## TASK DIRECTIONS
Print the lines of the listing below verbatim, from the line with "Target: man with gray beard" through the end of the listing, both ends included.

****************

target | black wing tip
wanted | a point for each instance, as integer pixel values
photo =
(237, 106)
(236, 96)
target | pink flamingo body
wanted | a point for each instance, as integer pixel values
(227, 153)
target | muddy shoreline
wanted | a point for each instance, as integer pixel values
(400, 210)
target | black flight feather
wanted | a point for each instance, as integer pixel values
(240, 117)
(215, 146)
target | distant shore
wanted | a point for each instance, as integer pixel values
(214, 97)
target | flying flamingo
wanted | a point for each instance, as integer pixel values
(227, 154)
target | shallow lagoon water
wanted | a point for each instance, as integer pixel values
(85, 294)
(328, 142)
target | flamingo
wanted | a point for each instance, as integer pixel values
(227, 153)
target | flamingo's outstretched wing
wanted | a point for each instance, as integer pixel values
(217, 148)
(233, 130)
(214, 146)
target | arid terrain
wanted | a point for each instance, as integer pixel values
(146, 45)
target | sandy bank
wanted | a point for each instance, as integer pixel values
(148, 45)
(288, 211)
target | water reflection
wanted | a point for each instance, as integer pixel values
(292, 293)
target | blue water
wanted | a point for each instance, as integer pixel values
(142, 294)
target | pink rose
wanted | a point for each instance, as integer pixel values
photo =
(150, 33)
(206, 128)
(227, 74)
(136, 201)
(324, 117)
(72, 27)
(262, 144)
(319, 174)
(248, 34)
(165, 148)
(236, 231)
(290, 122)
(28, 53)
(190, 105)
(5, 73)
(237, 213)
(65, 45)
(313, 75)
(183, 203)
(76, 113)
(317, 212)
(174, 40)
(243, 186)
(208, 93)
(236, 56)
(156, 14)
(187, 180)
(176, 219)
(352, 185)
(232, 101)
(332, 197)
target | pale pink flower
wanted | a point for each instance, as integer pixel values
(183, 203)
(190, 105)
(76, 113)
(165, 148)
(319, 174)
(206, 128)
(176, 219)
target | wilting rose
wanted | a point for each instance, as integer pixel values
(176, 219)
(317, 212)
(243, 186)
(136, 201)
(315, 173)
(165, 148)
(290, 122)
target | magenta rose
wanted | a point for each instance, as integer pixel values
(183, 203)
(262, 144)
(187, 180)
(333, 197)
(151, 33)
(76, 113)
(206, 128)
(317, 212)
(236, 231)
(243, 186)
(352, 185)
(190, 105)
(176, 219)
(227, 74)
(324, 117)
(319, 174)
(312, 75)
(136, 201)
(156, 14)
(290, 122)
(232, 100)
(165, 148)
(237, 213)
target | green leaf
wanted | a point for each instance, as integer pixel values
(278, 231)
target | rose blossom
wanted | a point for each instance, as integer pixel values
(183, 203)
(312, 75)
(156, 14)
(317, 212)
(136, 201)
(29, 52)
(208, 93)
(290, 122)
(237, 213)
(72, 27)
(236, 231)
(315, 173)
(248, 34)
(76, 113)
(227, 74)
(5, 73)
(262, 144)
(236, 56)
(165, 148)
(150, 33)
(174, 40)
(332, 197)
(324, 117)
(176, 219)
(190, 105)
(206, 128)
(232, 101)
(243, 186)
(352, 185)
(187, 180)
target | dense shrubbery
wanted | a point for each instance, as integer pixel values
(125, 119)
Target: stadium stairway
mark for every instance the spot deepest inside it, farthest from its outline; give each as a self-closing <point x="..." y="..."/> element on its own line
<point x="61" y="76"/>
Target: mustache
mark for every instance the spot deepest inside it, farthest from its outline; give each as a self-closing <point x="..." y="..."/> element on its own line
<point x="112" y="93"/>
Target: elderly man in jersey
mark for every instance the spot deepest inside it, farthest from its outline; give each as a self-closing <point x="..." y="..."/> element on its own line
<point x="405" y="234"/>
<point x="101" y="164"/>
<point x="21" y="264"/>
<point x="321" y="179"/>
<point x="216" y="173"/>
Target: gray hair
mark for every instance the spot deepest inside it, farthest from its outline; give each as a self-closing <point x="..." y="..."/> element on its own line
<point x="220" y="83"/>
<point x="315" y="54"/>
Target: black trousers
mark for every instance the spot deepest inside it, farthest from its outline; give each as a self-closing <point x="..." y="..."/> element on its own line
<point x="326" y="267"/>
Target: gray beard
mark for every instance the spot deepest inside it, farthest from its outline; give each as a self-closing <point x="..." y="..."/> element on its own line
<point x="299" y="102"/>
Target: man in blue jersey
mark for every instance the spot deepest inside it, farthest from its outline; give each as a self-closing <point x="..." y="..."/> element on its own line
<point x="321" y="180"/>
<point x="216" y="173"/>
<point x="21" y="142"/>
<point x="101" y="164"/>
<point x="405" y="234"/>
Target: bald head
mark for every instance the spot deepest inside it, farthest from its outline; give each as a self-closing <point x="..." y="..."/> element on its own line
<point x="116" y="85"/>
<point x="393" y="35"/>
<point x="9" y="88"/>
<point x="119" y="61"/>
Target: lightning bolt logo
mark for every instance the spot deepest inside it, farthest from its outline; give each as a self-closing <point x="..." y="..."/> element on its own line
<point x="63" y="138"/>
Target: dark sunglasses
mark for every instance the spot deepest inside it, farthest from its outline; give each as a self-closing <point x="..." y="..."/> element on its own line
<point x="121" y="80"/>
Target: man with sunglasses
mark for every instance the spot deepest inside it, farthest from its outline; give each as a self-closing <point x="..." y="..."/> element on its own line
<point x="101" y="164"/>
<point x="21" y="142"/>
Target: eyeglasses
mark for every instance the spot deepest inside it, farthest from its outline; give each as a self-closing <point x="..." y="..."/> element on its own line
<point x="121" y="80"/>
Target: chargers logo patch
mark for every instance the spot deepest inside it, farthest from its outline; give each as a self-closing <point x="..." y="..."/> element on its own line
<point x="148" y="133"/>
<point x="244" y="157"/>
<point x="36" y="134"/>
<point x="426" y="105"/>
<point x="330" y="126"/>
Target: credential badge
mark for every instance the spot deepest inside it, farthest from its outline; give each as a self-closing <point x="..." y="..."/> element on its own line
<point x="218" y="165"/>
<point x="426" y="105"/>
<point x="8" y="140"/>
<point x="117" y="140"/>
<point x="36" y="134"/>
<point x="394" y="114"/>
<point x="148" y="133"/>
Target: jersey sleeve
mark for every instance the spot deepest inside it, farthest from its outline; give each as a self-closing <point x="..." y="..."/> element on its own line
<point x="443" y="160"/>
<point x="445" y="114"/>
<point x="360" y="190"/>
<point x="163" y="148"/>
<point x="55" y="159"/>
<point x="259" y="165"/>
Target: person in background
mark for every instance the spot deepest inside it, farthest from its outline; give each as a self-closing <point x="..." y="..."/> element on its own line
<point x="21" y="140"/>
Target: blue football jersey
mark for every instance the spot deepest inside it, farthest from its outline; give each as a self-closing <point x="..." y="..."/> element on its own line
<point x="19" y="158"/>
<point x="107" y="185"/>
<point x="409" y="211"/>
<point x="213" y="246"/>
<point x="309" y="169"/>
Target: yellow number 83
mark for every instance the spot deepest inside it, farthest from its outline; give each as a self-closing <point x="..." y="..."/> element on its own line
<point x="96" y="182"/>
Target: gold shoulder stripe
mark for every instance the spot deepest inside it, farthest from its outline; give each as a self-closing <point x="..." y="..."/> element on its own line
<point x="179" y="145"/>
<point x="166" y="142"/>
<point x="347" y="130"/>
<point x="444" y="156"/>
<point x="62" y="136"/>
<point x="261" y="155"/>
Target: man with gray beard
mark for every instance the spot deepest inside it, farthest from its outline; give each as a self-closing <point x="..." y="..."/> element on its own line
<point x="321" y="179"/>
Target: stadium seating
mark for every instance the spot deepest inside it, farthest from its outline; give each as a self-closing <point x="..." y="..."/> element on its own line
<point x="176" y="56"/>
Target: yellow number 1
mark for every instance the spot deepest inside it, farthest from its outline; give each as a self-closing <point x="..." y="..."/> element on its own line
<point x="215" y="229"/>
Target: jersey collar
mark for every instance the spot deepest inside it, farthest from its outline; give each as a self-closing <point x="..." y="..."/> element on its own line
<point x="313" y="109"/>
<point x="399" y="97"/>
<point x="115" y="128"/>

****************

## ANSWER TO THE PROBLEM
Target: man with gray beard
mark for every instance the spot deepest inside it, farthest from its outline; give each as a self-closing <point x="..." y="..."/> element on its own line
<point x="321" y="179"/>
Target: stadium seating
mark for every instance the spot deepest inside it, farthest from its outline; give each as a self-closing <point x="..." y="..."/> element on its own line
<point x="176" y="56"/>
Target: yellow number 1
mark for every instance the spot deepest inside it, farthest from its outline; give each as a self-closing <point x="..." y="..."/> element on its own line
<point x="215" y="229"/>
Target: jersey collar
mark for every instance the spot deepest inside it, farthest from its outline; give each as a self-closing <point x="..." y="..."/> element on its own line
<point x="313" y="109"/>
<point x="399" y="97"/>
<point x="115" y="128"/>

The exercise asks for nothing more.